TASK LIST
A: In the DeepStream article, which standard computer vision tasks does video analytics draw from?
B: Write what comes next in the DeepStream article, starting after its closing figure caption.

EXTRACT
Computer Vision / Video Analytics

DeepStream: Next-Generation Video Analytics for Smart Cities

Smart Cities

Imagine every parent’s worst nightmare: a child lost in a crowded mall. Now imagine a scenario where that child is located and rescued in a matter of minutes using a network of cameras deployed within the building—and all the video is recorded, retrieved and analyzed in real time. This represents just one of many possibilities offered by the field of video analytics.

DeepStream Multi-Channel Video Analytics

While traditional video analytics uses computer vision-based approaches, next-generation solutions increasingly rely on deep learning techniques. Running these techniques on GPUs offers unprecedented accuracy, functionality and speed. The key to realizing the potential of video analytics is building applications that scale in a cost-effective manner.

NVIDIA’s new DeepStream SDK helps developers quickly build efficient, high-performance video analytics applications by using the hardware features of NVIDIA Tesla GPUs, including superior decode performance, high-speed inference through reduced precision, and low power consumption. In this blog post I’ll provide an overview of the DeepStream SDK, illustrate its use for meeting performance and scalability requirements, and highlight its ease of deployment based on an object detection sample use case.

Why DeepStream?

At its core, video analytics draws from standard computer vision tasks including image classification, object detection, recognition and tracking. Figure 1 shows the application of each of these tasks to images.

Figure 1. (left) Object identified based on class probability. (Middle) Objects detected based on bounding boxes. (Right) Object tracked across frames.
Figure 1. (left) Object identified based on class probability. (Middle) Objects detected based on bounding boxes. (Right) Object tracked across frames.

DATA SECTION
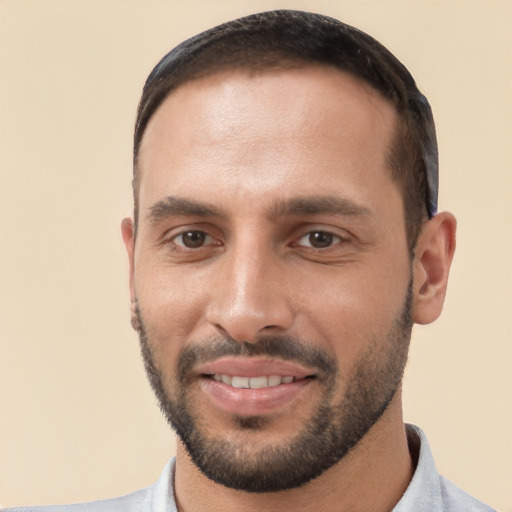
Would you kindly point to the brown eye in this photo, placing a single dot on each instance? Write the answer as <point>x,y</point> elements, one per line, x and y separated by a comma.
<point>318,239</point>
<point>321,239</point>
<point>192,239</point>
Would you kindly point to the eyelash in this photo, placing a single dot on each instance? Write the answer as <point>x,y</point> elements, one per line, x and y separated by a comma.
<point>323,236</point>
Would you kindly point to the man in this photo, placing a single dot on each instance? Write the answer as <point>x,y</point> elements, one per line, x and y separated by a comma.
<point>285,239</point>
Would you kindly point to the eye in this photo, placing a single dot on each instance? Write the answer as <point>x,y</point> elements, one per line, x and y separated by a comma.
<point>319,239</point>
<point>193,239</point>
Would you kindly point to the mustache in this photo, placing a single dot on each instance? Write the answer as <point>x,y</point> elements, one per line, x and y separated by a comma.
<point>280,347</point>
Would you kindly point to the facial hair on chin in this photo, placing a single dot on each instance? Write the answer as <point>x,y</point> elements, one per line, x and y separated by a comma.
<point>332,430</point>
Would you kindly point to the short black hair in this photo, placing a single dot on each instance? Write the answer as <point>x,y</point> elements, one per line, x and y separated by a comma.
<point>278,39</point>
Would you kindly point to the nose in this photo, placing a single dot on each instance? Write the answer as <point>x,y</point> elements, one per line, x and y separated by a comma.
<point>250,297</point>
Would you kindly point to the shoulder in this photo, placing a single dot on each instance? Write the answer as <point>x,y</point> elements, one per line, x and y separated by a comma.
<point>130,502</point>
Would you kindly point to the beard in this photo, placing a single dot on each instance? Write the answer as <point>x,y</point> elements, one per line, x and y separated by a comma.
<point>332,429</point>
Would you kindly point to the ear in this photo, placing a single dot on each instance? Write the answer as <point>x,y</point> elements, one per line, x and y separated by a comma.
<point>127,230</point>
<point>433,257</point>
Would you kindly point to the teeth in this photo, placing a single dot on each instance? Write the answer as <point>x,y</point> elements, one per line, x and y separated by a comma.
<point>253,382</point>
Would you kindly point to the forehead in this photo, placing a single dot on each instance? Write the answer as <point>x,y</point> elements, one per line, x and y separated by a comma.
<point>288,124</point>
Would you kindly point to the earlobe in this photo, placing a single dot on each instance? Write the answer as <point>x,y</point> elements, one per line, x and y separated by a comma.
<point>433,257</point>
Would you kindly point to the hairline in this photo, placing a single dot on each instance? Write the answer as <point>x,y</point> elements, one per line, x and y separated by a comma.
<point>284,63</point>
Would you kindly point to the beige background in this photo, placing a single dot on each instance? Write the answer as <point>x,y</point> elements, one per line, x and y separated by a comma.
<point>77,419</point>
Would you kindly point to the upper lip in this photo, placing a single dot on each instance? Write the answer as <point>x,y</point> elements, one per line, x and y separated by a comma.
<point>254,367</point>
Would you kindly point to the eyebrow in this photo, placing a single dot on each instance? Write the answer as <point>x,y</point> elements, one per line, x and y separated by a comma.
<point>171,206</point>
<point>309,205</point>
<point>312,205</point>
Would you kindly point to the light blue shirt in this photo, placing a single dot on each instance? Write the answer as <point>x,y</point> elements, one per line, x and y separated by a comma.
<point>427,491</point>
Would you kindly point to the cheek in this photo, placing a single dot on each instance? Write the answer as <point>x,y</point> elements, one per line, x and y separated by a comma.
<point>171,306</point>
<point>351,311</point>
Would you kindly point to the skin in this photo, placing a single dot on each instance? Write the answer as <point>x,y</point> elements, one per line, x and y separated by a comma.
<point>235,143</point>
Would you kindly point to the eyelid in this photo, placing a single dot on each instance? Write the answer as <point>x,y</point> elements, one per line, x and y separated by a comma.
<point>340,234</point>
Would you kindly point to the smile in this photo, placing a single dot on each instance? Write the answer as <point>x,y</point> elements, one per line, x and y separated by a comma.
<point>253,382</point>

WRITTEN RESPONSES
A: Image classification, object detection, recognition and tracking.

B:
There has been a proliferation of networks that address these tasks effectively, often using convolutional neural networks. Successive frames of data are typically run through these networks to generate results of interest. High-performance applications are built on pipelines that optimally feed neural networks with decoded video frames in the required resolution and format to maximize throughput. Scalability requires multiple video streams to be processed in parallel to derive superior channel density (the number of channels of video processed in a given (rack) space). Using deep learning for video analytics is computationally expensive,  and the requirements are even more stringent for live video since it often involves real-time analysis using custom logic and flexible workflows.

DeepStream’s key value is in making deep learning for video easily accessible, to allow you to concentrate on quickly building and customizing efficient and scalable video analytics applications. DeepStream is part of the NVIDIA Metropolis platform, which provides a uniform architecture for building intelligent edge-to-cloud video analytics systems.

DeepStream Video Analytics Workflow

Figure 2 shows a typical application pipeline using DeepStream. The stages provided by the SDK are shown in green and distinguished from those implemented by the user, which are shown in blue. The user is only responsible for parsing and injecting the video into the pipeline, providing a deep learning network and consuming the inference results coming out of the pipeline.

Figure 2. The DeepStream pipeline.
Figure 2. The DeepStream pipeline.

The DeepStream SDK provides modules that encompass decode, pre-processing and inference of input video streams, all finely tuned to provide maximum frame throughput. The decode module accepts video encoded in H.264, H.265, and MPEG-4 among other formats and decodes them to render raw frames in NV12 color format. Video decoding uses the hardware-accelerated NVIDIA Video Codec SDK.

The pre-processing stage converts the color format from NV12 to BGR, and also resizes the frames to the resolution required by the neural network being used. Color space conversion and scaling uses a combination of custom CUDA kernels and NVIDIA Performance Primitives (NPP) library functions.

The inference module processes the frames in batches using a neural network imported and executed using TensorRT, which optimizes them for high throughput and low latency with best-in-class power efficiency. DeepStream currently supports Caffe-based networks; TensorFlow support will be added in the near future.

The modules are tightly integrated to ensure judicious use of data transfers and software synchronization, while extracting maximum hardware concurrency.

DeepStream User API

DeepStream provides a C++ API, at the core of which are three entities: modules that serve as individual building blocks of the pipeline, the device worker that encapsulates the whole pipeline itself, and tensors to communicate between modules. Modules represent stages in the pipeline, and can be categorized as either pre-defined (decoder, pre-processing, and inference) or user-defined modules that add custom logic.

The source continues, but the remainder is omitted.